Source material below:

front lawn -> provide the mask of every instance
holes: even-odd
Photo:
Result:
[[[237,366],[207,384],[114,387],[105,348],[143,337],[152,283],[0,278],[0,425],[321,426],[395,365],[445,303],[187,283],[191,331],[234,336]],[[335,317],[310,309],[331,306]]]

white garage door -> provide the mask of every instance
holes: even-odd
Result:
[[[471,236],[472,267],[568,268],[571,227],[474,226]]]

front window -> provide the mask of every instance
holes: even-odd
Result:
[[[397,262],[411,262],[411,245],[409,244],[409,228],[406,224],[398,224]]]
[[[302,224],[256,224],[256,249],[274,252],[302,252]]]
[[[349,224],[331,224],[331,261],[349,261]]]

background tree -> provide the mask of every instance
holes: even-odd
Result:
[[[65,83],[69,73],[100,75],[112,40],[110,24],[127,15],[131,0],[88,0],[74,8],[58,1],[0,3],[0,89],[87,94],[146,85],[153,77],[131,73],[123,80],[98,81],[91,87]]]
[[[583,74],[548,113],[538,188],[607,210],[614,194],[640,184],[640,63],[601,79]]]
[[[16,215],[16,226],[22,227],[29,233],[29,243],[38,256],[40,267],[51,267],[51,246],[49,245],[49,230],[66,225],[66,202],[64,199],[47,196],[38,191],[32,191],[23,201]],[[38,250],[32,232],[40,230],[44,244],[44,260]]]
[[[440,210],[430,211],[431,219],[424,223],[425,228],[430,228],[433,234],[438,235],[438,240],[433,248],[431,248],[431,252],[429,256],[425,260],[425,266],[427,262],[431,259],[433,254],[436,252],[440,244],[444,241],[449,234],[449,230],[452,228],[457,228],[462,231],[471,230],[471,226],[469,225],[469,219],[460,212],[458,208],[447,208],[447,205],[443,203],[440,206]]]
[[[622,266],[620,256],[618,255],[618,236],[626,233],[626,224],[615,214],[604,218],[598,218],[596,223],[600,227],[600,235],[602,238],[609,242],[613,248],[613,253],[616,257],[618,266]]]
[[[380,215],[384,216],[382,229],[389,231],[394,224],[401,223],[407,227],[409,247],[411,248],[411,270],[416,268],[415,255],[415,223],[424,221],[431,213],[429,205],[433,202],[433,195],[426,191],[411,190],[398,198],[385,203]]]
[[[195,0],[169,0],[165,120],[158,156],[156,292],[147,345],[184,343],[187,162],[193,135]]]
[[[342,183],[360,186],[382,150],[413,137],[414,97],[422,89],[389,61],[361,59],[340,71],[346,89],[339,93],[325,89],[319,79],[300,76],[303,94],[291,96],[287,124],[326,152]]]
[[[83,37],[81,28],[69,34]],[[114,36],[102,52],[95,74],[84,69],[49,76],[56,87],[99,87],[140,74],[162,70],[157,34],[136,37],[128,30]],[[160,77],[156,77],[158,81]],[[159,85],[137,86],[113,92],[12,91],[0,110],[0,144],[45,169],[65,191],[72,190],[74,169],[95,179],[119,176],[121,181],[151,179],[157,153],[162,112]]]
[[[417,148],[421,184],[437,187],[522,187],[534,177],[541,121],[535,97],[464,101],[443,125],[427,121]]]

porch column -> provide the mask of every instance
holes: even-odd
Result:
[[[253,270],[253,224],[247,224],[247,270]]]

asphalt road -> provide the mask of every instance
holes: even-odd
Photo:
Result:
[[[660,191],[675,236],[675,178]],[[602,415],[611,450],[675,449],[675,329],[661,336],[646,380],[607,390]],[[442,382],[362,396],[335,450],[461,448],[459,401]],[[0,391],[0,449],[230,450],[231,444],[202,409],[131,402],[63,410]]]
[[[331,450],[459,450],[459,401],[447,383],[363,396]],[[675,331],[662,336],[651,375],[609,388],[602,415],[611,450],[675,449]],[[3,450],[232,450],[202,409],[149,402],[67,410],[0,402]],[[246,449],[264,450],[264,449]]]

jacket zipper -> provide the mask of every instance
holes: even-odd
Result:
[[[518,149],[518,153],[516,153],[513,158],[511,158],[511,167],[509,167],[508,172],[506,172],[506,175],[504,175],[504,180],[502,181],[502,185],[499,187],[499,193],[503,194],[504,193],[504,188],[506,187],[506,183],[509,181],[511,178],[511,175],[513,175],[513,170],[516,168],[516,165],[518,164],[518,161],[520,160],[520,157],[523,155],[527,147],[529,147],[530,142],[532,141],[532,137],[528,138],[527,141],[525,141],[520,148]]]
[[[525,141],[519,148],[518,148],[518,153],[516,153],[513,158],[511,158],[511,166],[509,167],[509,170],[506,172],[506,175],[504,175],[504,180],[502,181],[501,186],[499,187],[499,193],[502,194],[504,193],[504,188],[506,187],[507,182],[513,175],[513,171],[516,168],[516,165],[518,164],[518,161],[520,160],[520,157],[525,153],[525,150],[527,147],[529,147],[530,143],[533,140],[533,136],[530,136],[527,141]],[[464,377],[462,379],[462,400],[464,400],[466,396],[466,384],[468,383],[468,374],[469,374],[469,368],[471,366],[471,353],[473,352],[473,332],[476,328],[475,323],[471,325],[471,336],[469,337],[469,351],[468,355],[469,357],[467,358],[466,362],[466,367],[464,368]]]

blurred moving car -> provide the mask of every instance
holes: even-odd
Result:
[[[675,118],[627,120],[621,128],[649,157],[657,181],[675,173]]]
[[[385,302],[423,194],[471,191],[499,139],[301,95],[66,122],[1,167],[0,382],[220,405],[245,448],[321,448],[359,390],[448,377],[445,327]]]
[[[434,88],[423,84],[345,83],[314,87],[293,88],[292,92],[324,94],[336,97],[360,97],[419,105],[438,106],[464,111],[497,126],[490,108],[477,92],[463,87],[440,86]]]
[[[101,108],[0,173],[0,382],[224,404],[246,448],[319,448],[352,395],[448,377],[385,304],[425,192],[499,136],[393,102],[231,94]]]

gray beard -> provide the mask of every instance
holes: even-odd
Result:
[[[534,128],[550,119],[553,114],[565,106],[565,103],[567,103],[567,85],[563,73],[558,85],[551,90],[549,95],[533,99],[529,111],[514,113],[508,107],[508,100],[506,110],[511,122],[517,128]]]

End of Source material.

Reproduce each entry above. Every word must match.

§ **Response**:
front lawn -> provide the mask of every instance
holes: even-odd
Photo:
Result:
[[[237,366],[207,384],[114,387],[105,348],[143,337],[152,283],[0,278],[0,425],[321,426],[395,365],[445,303],[187,283],[191,331],[234,336]],[[335,317],[310,309],[331,306]]]

white garage door -> provide the mask of every instance
holes: even-odd
Result:
[[[471,236],[472,267],[568,268],[571,227],[474,226]]]

front window -> provide the mask of every instance
holes: even-odd
Result:
[[[397,262],[411,262],[411,245],[409,244],[409,228],[406,224],[398,224]]]
[[[302,224],[256,224],[256,249],[274,252],[302,252]]]
[[[349,224],[331,224],[331,261],[349,261]]]

background tree -> provide the mask of every instance
holes: even-odd
Result:
[[[65,83],[69,73],[100,75],[112,40],[110,24],[127,15],[131,0],[88,0],[74,8],[58,1],[0,3],[0,89],[87,94],[146,85],[153,77],[131,73],[123,80],[98,81],[91,87]]]
[[[583,74],[548,113],[538,188],[607,210],[614,194],[640,184],[640,63],[601,79]]]
[[[16,215],[16,226],[22,227],[29,233],[29,243],[38,256],[40,267],[51,267],[51,246],[49,245],[49,230],[66,225],[66,202],[64,199],[47,196],[38,191],[32,191],[23,201]],[[38,250],[32,232],[40,230],[44,244],[44,260]]]
[[[440,210],[430,211],[431,219],[424,223],[425,228],[430,228],[433,234],[438,235],[438,240],[433,248],[431,248],[431,252],[429,256],[425,260],[425,266],[427,262],[431,259],[433,254],[436,252],[440,244],[444,241],[449,234],[449,230],[452,228],[457,228],[462,231],[471,230],[471,226],[469,225],[469,219],[460,212],[458,208],[447,208],[447,205],[443,203],[440,206]]]
[[[622,266],[620,256],[618,255],[618,236],[626,233],[626,224],[615,214],[604,218],[598,218],[596,223],[600,227],[600,235],[602,238],[609,242],[613,248],[613,253],[616,257],[618,266]]]
[[[380,215],[384,216],[382,229],[389,231],[394,224],[401,223],[407,227],[409,247],[411,248],[411,270],[416,268],[415,255],[415,223],[424,221],[431,213],[429,205],[433,202],[433,195],[426,191],[411,190],[398,198],[385,203]]]
[[[195,0],[169,0],[165,120],[158,156],[156,292],[147,345],[184,343],[187,162],[193,135]]]
[[[342,183],[360,186],[382,150],[413,137],[414,97],[422,89],[389,61],[361,59],[340,71],[346,89],[339,93],[325,89],[319,79],[300,76],[303,94],[291,96],[287,124],[326,152]]]
[[[83,37],[81,28],[69,34]],[[114,36],[102,52],[95,74],[84,69],[49,76],[56,87],[99,87],[140,74],[162,70],[157,34],[136,37],[128,30]],[[160,77],[156,77],[158,81]],[[159,85],[137,86],[113,92],[12,91],[0,110],[0,144],[45,169],[65,191],[72,190],[74,169],[95,179],[119,176],[121,181],[151,179],[157,153],[162,112]]]
[[[417,148],[421,184],[437,187],[522,187],[534,177],[541,121],[535,97],[464,101],[443,125],[427,121]]]

porch column -> provide the mask of every instance
holes: even-odd
Result:
[[[253,270],[253,224],[247,224],[247,270]]]

asphalt road -> provide the mask of every instance
holes: even-odd
Photo:
Result:
[[[660,191],[675,236],[675,178]],[[602,415],[611,450],[675,449],[675,329],[661,336],[646,380],[607,390]],[[442,382],[362,396],[335,450],[461,448],[459,401]],[[0,391],[0,449],[230,450],[231,444],[202,409],[131,402],[63,410]]]
[[[331,450],[459,450],[459,401],[447,383],[363,396]],[[675,331],[662,336],[651,375],[609,388],[602,415],[611,450],[675,449]],[[3,450],[232,450],[202,409],[149,402],[67,410],[0,402]],[[246,449],[264,450],[264,449]]]

jacket zipper -> provide the mask of every instance
holes: even-odd
Result:
[[[518,149],[518,153],[516,153],[513,158],[511,158],[511,167],[509,167],[508,172],[506,172],[506,175],[504,175],[504,180],[502,181],[502,185],[499,187],[499,193],[503,194],[504,193],[504,188],[506,187],[506,183],[509,181],[511,178],[511,175],[513,175],[513,170],[516,168],[516,165],[518,164],[518,161],[520,160],[520,157],[523,155],[527,147],[529,147],[530,142],[532,141],[532,137],[528,138],[527,141],[525,141],[520,148]]]
[[[525,141],[519,148],[518,148],[518,153],[516,153],[513,158],[511,158],[511,166],[509,167],[509,170],[506,172],[506,175],[504,175],[504,180],[502,181],[501,186],[499,187],[499,193],[502,194],[504,193],[504,188],[506,187],[507,182],[513,175],[513,171],[516,168],[516,165],[518,164],[518,161],[520,160],[520,157],[525,153],[525,150],[527,147],[529,147],[530,143],[533,140],[533,136],[530,136],[527,141]],[[464,377],[462,379],[462,400],[464,400],[466,396],[466,384],[468,383],[468,374],[469,374],[469,368],[471,366],[471,353],[473,352],[473,332],[476,328],[475,323],[471,325],[471,336],[469,337],[469,351],[468,355],[469,357],[467,358],[466,362],[466,367],[464,368]]]

blurred moving car -> provide the mask of every instance
holes: even-odd
Result:
[[[675,118],[627,120],[621,128],[649,157],[657,181],[675,173]]]
[[[385,302],[423,194],[471,191],[499,139],[301,95],[66,122],[1,167],[0,382],[220,405],[245,448],[321,448],[359,390],[448,377],[445,327]]]
[[[434,88],[423,84],[345,83],[314,87],[293,88],[292,92],[324,94],[336,97],[360,97],[419,105],[438,106],[464,111],[497,126],[490,108],[477,92],[463,87],[440,86]]]
[[[101,108],[0,173],[0,382],[224,404],[246,448],[319,448],[352,395],[448,377],[385,304],[425,192],[499,136],[393,102],[231,94]]]

gray beard -> provide the mask of every instance
holes: even-odd
Result:
[[[534,128],[550,119],[553,114],[565,106],[565,103],[567,103],[567,85],[563,73],[558,85],[551,90],[549,95],[533,99],[529,111],[514,113],[508,107],[508,100],[506,110],[511,122],[517,128]]]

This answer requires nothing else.